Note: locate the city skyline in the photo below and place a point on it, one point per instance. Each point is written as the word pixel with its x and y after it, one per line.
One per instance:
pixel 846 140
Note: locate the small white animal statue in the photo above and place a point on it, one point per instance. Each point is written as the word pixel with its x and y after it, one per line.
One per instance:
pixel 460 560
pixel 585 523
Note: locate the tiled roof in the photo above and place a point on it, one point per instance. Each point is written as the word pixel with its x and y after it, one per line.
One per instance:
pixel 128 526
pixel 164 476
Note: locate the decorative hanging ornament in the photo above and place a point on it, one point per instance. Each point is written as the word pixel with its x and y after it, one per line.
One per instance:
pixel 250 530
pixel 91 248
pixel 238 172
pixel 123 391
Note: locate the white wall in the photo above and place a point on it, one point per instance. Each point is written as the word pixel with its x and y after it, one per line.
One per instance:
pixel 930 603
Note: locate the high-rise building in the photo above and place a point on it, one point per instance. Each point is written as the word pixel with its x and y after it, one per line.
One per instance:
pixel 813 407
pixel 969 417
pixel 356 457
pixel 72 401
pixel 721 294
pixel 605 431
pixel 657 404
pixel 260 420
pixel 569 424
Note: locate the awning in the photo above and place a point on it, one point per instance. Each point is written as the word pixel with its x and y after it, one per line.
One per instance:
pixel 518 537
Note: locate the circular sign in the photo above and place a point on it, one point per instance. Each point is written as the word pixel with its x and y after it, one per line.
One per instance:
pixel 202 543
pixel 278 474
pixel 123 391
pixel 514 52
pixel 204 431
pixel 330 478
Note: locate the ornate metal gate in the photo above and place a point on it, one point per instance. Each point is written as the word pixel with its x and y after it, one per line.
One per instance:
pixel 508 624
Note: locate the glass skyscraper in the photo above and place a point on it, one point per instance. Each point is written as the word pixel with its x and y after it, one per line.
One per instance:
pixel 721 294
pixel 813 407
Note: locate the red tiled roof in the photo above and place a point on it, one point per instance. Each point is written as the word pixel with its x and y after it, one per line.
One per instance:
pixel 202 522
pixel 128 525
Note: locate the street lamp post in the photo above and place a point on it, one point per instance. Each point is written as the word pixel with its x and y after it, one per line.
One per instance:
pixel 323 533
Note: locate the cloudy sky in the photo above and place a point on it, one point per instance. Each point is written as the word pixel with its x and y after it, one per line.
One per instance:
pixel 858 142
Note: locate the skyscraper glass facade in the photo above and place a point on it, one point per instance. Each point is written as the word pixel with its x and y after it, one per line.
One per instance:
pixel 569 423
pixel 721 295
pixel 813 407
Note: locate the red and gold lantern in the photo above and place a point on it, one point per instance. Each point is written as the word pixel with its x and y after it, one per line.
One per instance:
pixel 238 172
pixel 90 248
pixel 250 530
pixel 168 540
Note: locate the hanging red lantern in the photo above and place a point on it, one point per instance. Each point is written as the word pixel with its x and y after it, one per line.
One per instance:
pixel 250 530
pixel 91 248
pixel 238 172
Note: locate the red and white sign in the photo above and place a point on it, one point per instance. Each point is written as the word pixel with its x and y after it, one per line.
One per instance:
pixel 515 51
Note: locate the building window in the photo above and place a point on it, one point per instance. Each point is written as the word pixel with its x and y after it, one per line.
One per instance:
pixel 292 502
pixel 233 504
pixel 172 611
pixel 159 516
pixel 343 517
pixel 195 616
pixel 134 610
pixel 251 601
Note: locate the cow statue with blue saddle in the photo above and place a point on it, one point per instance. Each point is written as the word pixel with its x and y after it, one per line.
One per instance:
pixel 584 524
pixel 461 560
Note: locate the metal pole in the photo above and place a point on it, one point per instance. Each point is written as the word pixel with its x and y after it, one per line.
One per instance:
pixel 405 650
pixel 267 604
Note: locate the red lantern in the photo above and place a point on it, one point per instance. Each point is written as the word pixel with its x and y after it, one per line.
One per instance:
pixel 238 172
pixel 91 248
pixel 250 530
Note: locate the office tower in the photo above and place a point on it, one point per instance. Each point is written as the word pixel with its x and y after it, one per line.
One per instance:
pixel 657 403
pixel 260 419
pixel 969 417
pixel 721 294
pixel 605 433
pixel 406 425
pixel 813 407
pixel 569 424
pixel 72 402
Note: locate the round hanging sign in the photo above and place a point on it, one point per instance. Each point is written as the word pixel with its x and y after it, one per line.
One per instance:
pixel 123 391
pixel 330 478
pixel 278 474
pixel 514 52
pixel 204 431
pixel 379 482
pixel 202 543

:::::

TASK DETAILS:
Every record above should be output exactly.

REPLY:
Note: locate the city skyline in the photo below and place a point on it, one point per instance. Each point is written as the word pixel with its x and y after it, one per line.
One per instance:
pixel 846 140
Note: locate the small white animal statue in the photo above and place a point on it, one point per instance. Each point is written as the word pixel with its x and y after it, one per line.
One per instance:
pixel 460 560
pixel 585 523
Note: locate the tiled roof in the photo above and place a point on it, one point per instance. Each point is written as the word pixel with its x and y after it, one per line.
One per instance:
pixel 128 526
pixel 164 476
Note: locate the decorative hanging ornament in the photo above and place a point on it, one point per instance. Each point is written as the word pixel with its x and y after it, one per line.
One per instance:
pixel 250 530
pixel 91 248
pixel 238 172
pixel 123 391
Note: locate the white wall in the photo above and place a point on it, one point per instance. Each point is written as the word pixel with its x and y after it, one per line.
One per instance:
pixel 930 603
Note: locate the high-rise building in the photo above and place a point on it, one point per instance. Each point is written as the word pixel with its x and y after it, one per line.
One per instance:
pixel 813 407
pixel 969 417
pixel 356 457
pixel 72 401
pixel 721 294
pixel 605 431
pixel 657 404
pixel 260 420
pixel 569 424
Note: locate the awning in the photo above and place a point on it, one point per instance. Each point is written as the word pixel with its x and y after it, one per line.
One per instance:
pixel 518 537
Note: locate the circular sign in the photo above and place a point on it, one point per instance. Each point is written as the word pixel with its x and y after it, one per line.
One per instance:
pixel 202 543
pixel 278 474
pixel 123 391
pixel 514 52
pixel 204 431
pixel 330 478
Note: locate the ornate metal gate in the photo above and place a point on it, one point per instance. Each point is written as the word pixel with its x and y after it, one per line.
One per instance:
pixel 508 624
Note: locate the glass skyscraper in the photo above and place a point on it, one point per instance. Each point is written as the word pixel with its x and y after it, one per line.
One per instance:
pixel 721 294
pixel 813 407
Note: locate the red tiled roof in the photo above and place a point on it, one point per instance. Each point is written as the word pixel with its x and y after it, one per line.
One per instance:
pixel 202 522
pixel 128 525
Note: locate the street lamp post in the photo above and place a point on it, one point per instance. Each point is written as the word pixel with its x and y after it, one per line.
One per instance:
pixel 323 533
Note: locate the cloudy sky in the photo above and place a point on it, one point per instance. Each point is written as the word pixel with its x and y after it, one per line.
One per instance:
pixel 858 142
Note: locate the skyscraper glass facade in the photo above and place a point on it, one point per instance. Each point is written as the word pixel with its x and y after it, one per line.
One per instance:
pixel 569 423
pixel 721 295
pixel 813 407
Note: locate the red and gold lantern in the photo above and place a point on it, one point per instance. Each point is written as the word pixel with its x and y after it, one per line.
One per instance:
pixel 238 172
pixel 90 248
pixel 250 530
pixel 168 540
Note: locate the hanging red lantern in the photo above and place a point on it, one point per instance. Each point is written as the word pixel with its x and y after it, one per line.
One per instance:
pixel 250 530
pixel 91 248
pixel 238 172
Note: locate the red and white sign in the photo above and place a point on it, one point per instance. Each point is written as the word pixel with its x and y after it, one per line.
One per instance:
pixel 515 51
Note: locate the building window in the photo above and place a point on it, one point per instance. Each point is written as the word pixel with its x and y after it, one per line.
One per instance:
pixel 292 502
pixel 233 504
pixel 172 611
pixel 159 516
pixel 343 517
pixel 195 616
pixel 134 610
pixel 251 601
Note: locate the cow statue with blue saddle in the photo above and place a point on it, one point per instance. Each point is written as the word pixel with its x and y after it, one per line.
One per instance:
pixel 584 524
pixel 461 560
Note: locate the metal pole in the photo above and place a point on it, one point per instance. Each point is written as the word pixel with its x and y after it, one per line.
One per instance:
pixel 405 650
pixel 267 604
Note: locate the red lantern in the photo above and place a point on it, one point per instance. Each point is written as the word pixel with its x and y after it, one per line.
One per instance:
pixel 238 172
pixel 91 248
pixel 250 530
Note: locate the office tower in the photo above and place a point on it, one point per instance. Each point is written as the word pixel with its x and y after it, one per line.
One per instance:
pixel 657 403
pixel 260 419
pixel 969 417
pixel 721 294
pixel 605 433
pixel 406 425
pixel 813 407
pixel 569 424
pixel 72 402
Note: locate the round hanging sign in the photo above and place a point on it, one point per instance. Each point is written as the word pixel with its x and y after it, one per line.
One per instance:
pixel 123 391
pixel 330 478
pixel 278 474
pixel 514 52
pixel 204 431
pixel 379 482
pixel 202 543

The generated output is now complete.